Referring expression data
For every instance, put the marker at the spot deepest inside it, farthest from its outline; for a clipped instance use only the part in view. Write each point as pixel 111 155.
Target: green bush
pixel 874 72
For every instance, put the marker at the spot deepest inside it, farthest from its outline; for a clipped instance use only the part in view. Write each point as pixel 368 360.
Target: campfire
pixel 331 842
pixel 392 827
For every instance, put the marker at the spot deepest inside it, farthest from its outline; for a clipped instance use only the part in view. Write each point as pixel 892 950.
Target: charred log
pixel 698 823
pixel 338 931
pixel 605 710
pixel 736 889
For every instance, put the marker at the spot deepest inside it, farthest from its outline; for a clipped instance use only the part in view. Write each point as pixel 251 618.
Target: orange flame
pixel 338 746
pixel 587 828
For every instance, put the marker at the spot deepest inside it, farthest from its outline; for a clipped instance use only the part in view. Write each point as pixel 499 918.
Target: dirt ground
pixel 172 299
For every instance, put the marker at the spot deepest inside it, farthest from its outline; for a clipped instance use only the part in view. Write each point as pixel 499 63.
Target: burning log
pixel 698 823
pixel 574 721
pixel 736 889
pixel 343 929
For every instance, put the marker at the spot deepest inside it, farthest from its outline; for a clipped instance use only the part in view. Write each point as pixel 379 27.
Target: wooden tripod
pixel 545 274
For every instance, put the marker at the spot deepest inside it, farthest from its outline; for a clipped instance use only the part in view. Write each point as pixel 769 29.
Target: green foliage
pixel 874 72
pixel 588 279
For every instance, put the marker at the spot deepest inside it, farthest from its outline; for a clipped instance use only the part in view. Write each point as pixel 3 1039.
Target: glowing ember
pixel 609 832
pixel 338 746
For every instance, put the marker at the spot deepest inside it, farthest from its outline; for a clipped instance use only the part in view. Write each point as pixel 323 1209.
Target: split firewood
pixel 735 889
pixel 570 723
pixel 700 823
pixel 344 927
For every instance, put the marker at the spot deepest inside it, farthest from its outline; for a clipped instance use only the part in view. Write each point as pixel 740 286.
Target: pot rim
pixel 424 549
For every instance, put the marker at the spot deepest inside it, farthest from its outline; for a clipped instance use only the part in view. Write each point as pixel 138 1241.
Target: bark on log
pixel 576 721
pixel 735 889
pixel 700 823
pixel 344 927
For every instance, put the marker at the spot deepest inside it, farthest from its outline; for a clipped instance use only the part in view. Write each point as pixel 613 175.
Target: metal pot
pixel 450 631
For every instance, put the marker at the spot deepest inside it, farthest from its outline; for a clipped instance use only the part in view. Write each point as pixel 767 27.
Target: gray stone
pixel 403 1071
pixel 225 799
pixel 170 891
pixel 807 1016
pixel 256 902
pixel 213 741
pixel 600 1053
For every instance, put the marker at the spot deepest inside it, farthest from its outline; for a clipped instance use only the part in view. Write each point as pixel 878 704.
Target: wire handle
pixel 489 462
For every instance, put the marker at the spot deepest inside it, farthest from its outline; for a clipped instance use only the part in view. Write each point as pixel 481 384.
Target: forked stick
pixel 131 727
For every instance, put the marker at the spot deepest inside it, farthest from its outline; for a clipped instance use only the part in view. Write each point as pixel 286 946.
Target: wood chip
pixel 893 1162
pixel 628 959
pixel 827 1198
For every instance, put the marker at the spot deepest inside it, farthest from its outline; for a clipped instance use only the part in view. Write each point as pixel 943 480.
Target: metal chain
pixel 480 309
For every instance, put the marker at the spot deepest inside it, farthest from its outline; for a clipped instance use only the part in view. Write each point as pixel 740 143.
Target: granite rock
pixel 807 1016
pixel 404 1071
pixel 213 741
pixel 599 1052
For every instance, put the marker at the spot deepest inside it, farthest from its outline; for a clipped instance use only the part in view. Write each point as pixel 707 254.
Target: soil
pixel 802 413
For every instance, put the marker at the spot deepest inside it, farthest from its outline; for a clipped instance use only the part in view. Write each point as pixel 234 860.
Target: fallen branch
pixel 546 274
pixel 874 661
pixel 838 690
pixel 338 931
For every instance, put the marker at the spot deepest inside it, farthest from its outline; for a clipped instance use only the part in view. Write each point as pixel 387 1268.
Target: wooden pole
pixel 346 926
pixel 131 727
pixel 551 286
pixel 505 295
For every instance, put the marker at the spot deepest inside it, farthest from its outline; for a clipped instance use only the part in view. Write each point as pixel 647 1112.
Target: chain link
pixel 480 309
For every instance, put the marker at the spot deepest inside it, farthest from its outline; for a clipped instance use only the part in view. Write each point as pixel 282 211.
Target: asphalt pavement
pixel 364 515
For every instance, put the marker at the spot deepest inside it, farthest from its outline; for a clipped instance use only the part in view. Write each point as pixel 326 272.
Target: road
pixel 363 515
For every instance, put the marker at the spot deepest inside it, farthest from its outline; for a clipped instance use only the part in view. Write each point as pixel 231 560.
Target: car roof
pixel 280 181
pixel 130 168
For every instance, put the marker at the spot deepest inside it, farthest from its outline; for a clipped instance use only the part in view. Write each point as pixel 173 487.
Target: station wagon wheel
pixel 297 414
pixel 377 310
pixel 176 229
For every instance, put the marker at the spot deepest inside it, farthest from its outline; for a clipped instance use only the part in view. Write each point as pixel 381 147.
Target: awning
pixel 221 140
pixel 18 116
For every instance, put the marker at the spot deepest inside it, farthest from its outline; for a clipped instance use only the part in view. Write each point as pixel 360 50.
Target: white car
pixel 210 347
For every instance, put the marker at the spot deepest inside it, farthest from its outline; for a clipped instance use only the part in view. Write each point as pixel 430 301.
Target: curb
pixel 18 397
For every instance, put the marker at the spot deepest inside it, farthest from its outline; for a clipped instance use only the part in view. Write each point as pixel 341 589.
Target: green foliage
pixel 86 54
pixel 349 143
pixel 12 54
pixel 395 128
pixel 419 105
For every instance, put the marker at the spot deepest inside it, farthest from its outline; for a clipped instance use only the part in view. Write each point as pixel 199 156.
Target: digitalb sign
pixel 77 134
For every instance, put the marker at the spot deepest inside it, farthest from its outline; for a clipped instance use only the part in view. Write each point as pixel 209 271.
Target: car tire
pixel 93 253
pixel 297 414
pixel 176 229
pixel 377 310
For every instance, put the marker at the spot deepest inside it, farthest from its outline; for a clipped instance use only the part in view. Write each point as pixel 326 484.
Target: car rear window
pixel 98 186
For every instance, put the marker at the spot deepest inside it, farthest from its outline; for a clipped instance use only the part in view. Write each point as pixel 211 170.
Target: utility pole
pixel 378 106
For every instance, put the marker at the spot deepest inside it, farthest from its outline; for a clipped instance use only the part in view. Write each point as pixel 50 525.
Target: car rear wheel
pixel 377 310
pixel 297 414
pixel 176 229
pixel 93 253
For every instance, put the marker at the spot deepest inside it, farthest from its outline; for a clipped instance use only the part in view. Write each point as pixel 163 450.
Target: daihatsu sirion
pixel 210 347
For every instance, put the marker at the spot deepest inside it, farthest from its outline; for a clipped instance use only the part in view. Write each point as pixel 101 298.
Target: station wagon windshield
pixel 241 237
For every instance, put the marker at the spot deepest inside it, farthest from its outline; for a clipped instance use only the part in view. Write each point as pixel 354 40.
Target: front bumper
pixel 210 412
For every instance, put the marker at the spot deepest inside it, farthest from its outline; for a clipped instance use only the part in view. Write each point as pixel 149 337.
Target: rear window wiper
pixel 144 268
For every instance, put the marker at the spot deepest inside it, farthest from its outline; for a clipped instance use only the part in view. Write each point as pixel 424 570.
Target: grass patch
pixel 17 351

Activity
What is needed is an exact transcription of every entry above.

Exercise answer
For every instance, put the marker at the spot deepest inside it, farthest from its outline; for a clipped instance use only the part in view. Write each point as pixel 111 155.
Target: green bush
pixel 874 72
For every instance, put the marker at the spot deepest inside it, farthest from its outline; for a clipped instance use only the part in view. Write each point as pixel 368 360.
Target: campfire
pixel 331 842
pixel 392 827
For every instance, put the marker at the spot deepest inside it, farthest from its outline; for a clipped instance use only the part in view. Write each point as pixel 892 950.
Target: charred log
pixel 698 823
pixel 338 931
pixel 605 710
pixel 736 889
For every instance, put the marker at the spot deepest inside it, farthest from its outline; for a clipped instance use only the part in view. Write each point as pixel 251 618.
Target: orange flame
pixel 338 746
pixel 587 828
For every instance, put the marker at the spot deepest inside it, farthest from its outline; for a clipped instance use only the part in view. Write each point as pixel 499 918.
Target: dirt ground
pixel 172 299
For every instance, put the marker at the spot deepest inside it, farthest from its outline; for a clipped instance use only the part in view. Write each point as pixel 499 63.
Target: burning log
pixel 698 823
pixel 574 721
pixel 736 889
pixel 343 929
For every instance, put the marker at the spot deepest inside it, farthest from its outline; for a clipped instance use only the part in view. Write each point as pixel 379 27.
Target: wooden tripod
pixel 545 274
For every instance, put the marker at the spot deepest inside it, farthest from its outline; for a clipped instance use only the part in view. Write each point as pixel 769 29.
Target: green foliage
pixel 874 72
pixel 588 279
For every instance, put the marker at the spot deepest inside it, farthest from its outline; for a clipped instance use only the part in view. Write each point as pixel 3 1039.
Target: glowing ember
pixel 609 832
pixel 338 746
For every instance, put the marker at the spot deepest inside it, farthest from its outline; for a clipped instance use only the part in view. Write each point as pixel 323 1209.
Target: split firewood
pixel 735 889
pixel 570 723
pixel 700 823
pixel 344 927
For every instance, put the marker at the spot deepest inside it, farthest from its outline; for a clipped instance use only the part in view. Write each point as pixel 740 286.
Target: pot rim
pixel 424 549
For every instance, put the marker at the spot deepest inside it, farthest from its outline; for a clipped instance use only the part in view. Write each point as pixel 138 1241.
Target: bark on log
pixel 576 721
pixel 735 889
pixel 700 823
pixel 344 927
For every instance, put the marker at the spot deepest inside it, farthest from its outline; for a clipped instance use only the part in view. Write each point as pixel 613 175.
Target: metal pot
pixel 450 631
For every instance, put the marker at the spot deepest inside it, farthest from its outline; for a clipped instance use only the part in view. Write each point as pixel 767 27.
Target: gray stone
pixel 403 1071
pixel 225 799
pixel 170 891
pixel 807 1016
pixel 256 902
pixel 213 741
pixel 600 1053
For every instance, put the marker at the spot deepest inside it, farthest from its outline; for a clipped instance use only the part in view. Write each point as pixel 878 704.
Target: wire handle
pixel 489 462
For every instance, put the marker at the spot deepest inside it, farthest from its outline; for a clipped instance use only the part in view. Write each point as pixel 481 384.
Target: forked stick
pixel 131 727
For every instance, put the marker at the spot deepest inside it, farthest from its outline; for a clipped instance use only the part in view. Write each point as pixel 286 946.
Target: wood chip
pixel 893 1162
pixel 628 959
pixel 827 1198
For every instance, put the marker at the spot deepest inside it, farthest from its outline; for a clipped instance use only the part in view. Write each point as pixel 943 480.
Target: metal chain
pixel 480 309
For every instance, put the marker at the spot deepest inside it, farthest from its outline; for a clipped instance use only the part in view. Write each point as pixel 740 143.
Target: granite rock
pixel 807 1016
pixel 404 1071
pixel 213 741
pixel 599 1052
For every instance, put the marker at the spot deepest inside it, farthest from its outline; for a clipped instance use only the part in view. Write each point as pixel 707 254.
Target: soil
pixel 802 413
For every instance, put the marker at the spot deepest inside it, farthest from its outline; for a clipped instance use only the part in view. Write each point as pixel 234 860.
Target: fallen branch
pixel 546 274
pixel 874 661
pixel 838 690
pixel 338 931
For every instance, put the marker at the spot deepest inside it, farthest from its outline; for a clipped instance use only the part in view. Write each point as pixel 387 1268.
Target: wooden pole
pixel 346 926
pixel 131 727
pixel 551 286
pixel 505 295
For every instance, put the marker at the spot deepest inside it, farthest from its outline; for a clipped instance use only the part in view. Write each point as pixel 647 1112.
Target: chain link
pixel 480 309
For every instance, put the marker at the spot deepest inside it, farthest from its outline; for a clipped instance use only the part in view. Write each point as pixel 282 211.
Target: asphalt pavement
pixel 364 515
For every instance, put the marker at the spot deepest inside it, farthest from its outline; for a clipped instance use only the part in view. Write each point as pixel 326 272.
Target: road
pixel 363 515
For every instance, put the marker at the spot deepest inside it, farthest from its outline; for a clipped instance use only the part in view. Write each point as pixel 231 560.
Target: car roof
pixel 280 181
pixel 130 168
For every instance, put the marker at the spot deepest inside it, farthest from its outline; for a clipped instance use only the part in view. Write each point as pixel 173 487.
Target: station wagon wheel
pixel 297 414
pixel 377 310
pixel 176 229
For every instance, put the marker at the spot deepest inside it, farthest from its outline; for a clipped instance use only the part in view. Write each point as pixel 381 147.
Target: awning
pixel 221 140
pixel 18 116
For every instance, put the marker at the spot deepest inside it, farthest from its outline; for a clipped instance use only the part in view. Write each point as pixel 360 50.
Target: white car
pixel 210 347
For every instance, put the marker at the spot deepest inside it, farthest from its outline; for a clipped instance use only the part in view. Write each point as pixel 430 301.
Target: curb
pixel 18 397
For every instance, put the marker at the spot deepest inside it, farthest from its outline; for a clipped instance use only the part in view. Write each point as pixel 341 589.
Target: green foliage
pixel 86 54
pixel 349 143
pixel 12 54
pixel 395 128
pixel 419 105
For every instance, put the marker at the spot deepest inside it, farthest from its outline; for a clipped instance use only the part in view. Write each point as pixel 199 156.
Target: digitalb sign
pixel 77 134
For every instance, put the marker at the spot deepest inside it, farthest from its outline; for a clipped instance use only the part in view. Write each point as pixel 209 271.
Target: car tire
pixel 93 253
pixel 297 414
pixel 176 229
pixel 377 310
For every instance, put the marker at the spot deepest inside it, farthest from its outline; for a clipped instance use only the part in view. Write each point as pixel 326 484.
Target: car rear window
pixel 98 186
For every instance, put the marker at the spot deepest inside it, farthest from its outline; for a clipped instance use only the part in view. Write each point as pixel 211 170.
Target: utility pole
pixel 378 106
For every instance, put the marker at the spot deepest inside it, farthest from its outline; for a clipped instance use only the part in view. Write each point as pixel 50 525.
Target: car rear wheel
pixel 377 310
pixel 297 414
pixel 176 229
pixel 93 253
For every instance, put the marker at the spot deepest inside it, farthest from its outline; for a clipped instance use only the part in view. Write each point as pixel 163 450.
Target: daihatsu sirion
pixel 210 347
For every instance, put the marker at the spot deepest inside it, farthest from its outline; for a clipped instance use only the part in view. Write each point as pixel 101 298.
Target: station wagon windshield
pixel 241 237
For every instance, put the marker at the spot deepest inside it, farthest from its outline; for a clipped instance use only the part in view. Write each point as pixel 354 40.
Target: front bumper
pixel 210 412
For every instance, put the marker at the spot deepest inside it, farthest from its outline; for a clipped instance use only the part in view. Write each point as pixel 149 337.
Target: rear window wiper
pixel 144 268
For every instance, put the marker at the spot deepest inside it, farthest from its outline; for a clipped instance use only the part in view. Write each point as pixel 424 570.
Target: grass patch
pixel 17 351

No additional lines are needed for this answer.